Dataset items:
┄┄┄┄┄┄

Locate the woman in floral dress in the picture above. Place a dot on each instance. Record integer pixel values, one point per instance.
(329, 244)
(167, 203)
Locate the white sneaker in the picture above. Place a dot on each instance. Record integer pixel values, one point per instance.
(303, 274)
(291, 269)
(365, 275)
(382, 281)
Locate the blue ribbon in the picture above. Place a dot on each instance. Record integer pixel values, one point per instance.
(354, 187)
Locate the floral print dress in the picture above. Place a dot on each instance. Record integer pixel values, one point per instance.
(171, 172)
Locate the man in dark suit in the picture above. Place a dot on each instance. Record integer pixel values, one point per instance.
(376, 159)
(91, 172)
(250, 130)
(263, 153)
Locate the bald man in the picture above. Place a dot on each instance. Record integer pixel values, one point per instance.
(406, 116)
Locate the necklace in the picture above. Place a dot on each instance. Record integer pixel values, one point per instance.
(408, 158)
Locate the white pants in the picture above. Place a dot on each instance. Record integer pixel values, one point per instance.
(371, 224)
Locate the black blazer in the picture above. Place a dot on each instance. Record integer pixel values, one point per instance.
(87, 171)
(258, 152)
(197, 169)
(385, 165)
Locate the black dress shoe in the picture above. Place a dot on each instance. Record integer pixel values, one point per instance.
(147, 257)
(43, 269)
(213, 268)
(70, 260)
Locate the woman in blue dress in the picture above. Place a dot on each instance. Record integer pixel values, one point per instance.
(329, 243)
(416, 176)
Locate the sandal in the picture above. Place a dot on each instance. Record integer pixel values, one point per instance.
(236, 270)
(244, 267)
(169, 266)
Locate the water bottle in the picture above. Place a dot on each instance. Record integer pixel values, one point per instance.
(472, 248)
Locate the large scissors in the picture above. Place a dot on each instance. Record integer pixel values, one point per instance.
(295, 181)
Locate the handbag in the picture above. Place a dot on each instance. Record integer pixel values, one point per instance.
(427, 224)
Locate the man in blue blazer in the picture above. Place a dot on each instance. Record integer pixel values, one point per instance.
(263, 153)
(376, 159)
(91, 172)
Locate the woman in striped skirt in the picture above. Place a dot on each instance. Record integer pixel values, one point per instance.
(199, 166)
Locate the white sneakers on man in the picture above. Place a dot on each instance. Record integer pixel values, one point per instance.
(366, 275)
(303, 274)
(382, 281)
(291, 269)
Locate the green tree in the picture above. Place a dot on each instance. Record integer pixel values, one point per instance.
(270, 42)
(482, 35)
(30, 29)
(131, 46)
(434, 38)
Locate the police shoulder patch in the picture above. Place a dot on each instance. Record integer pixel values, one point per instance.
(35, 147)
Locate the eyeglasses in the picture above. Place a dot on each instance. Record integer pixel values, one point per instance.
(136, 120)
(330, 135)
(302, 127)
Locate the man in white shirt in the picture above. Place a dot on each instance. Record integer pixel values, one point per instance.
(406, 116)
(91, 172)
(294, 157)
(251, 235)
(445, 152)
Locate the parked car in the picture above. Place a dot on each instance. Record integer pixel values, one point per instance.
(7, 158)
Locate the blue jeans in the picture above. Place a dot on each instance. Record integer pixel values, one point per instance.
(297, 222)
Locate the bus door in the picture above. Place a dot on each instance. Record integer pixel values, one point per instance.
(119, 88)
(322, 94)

┄┄┄┄┄┄

- [Task brief] Reproduce the data shown above exactly.

- [Task result]
Locate the woman in floral dress in the picture above. Place a dot on each instance. Record integer pixel values, one point per instance.
(329, 244)
(167, 203)
Locate the white sneaker in the picture above. Place a dot on each instance. Record integer pixel values, one point per instance.
(303, 274)
(291, 269)
(365, 275)
(382, 281)
Locate the blue ribbon in the picture above. Place a dot on each instance. Record integer pixel values, one point per instance.
(354, 187)
Locate the floral print dress in the picture above. Place a dot on each instance. Record integer pixel values, one point per instance.
(171, 172)
Locate the man in dark suit in the picture above. Place a dot on each instance. Record integer pixel values, one point per instance.
(376, 159)
(91, 172)
(250, 130)
(263, 153)
Locate the bald man in the picture above. Place a dot on each instance. Record integer pixel values, one point per instance.
(406, 116)
Locate the necklace in the picture above. Place a dot on each instance. Record integer pixel values, one point per instance.
(408, 158)
Locate the white pants in the picture above. Place a dot on each instance. Record integer pixel values, one point per instance.
(371, 224)
Locate the black blazer in the picture above. Place a dot on each instance. Record integer pixel values, one point per instance.
(87, 171)
(258, 152)
(197, 169)
(385, 165)
Locate the black dress shoe in the picture above. Place a dot on each instance. Record integer pixel values, one point per instance.
(147, 257)
(43, 269)
(213, 268)
(70, 260)
Locate the woman in blue dress in the picture above. Place a dot on each instance. Record integer pixel values, one point per instance.
(329, 243)
(416, 176)
Locate the sandal in the picture above. Place a dot on each instance. Record integer pixel values, one point per instance.
(236, 270)
(244, 267)
(169, 266)
Locate the water bottle in the picture above. Place a dot on each instance. Record integer pixel values, one point per instance.
(472, 248)
Locate the large scissors in the picture above. Place a dot on each instance. Record integer pixel values, one point per instance.
(295, 181)
Locate the handbag in the picture above. Place a dot on each instance. Record integer pixel values, one point per instance.
(427, 224)
Locate the man in blue blazer in the picture above. Place a dot on each instance. Record integer pixel values, one point per instance.
(263, 153)
(376, 159)
(91, 172)
Locate the woman in striped skirt in the picture above. Place a dot on each instance. Record integer pixel values, one point per instance.
(199, 166)
Locate the white sneakers on man in the picture above. Place a dot on each instance. Record integer pixel values, one point per instance.
(366, 275)
(303, 274)
(382, 281)
(291, 269)
Locate the green tree in the picture above. Place a dot on each instance. Record integer pixel values, one point per instance.
(270, 42)
(482, 35)
(30, 29)
(131, 46)
(434, 38)
Locate the police shoulder patch in the picture above. Place a dot on each instance. Record integer pixel values, one point per instance.
(35, 147)
Locate the eyeglasses in the picture above. Place a dot on each instance. Record integer pixel values, one point per instance.
(136, 120)
(330, 135)
(302, 127)
Locate the man in white shirt in the picture above. Place a dot on each instance. Record integer pixel values, one point per instance.
(406, 116)
(91, 172)
(294, 157)
(251, 235)
(445, 152)
Locate the parked car in the picture above. Place a dot on each instance. Record integer pixel values, one point per instance.
(7, 158)
Locate the blue jeans in the picture above. Place a dot on each instance. Record integer pixel values, one point per instance.
(297, 222)
Locate the bus door in the picture above. Place a dot on each instance. Record integer pixel values, one point per instance.
(119, 88)
(322, 94)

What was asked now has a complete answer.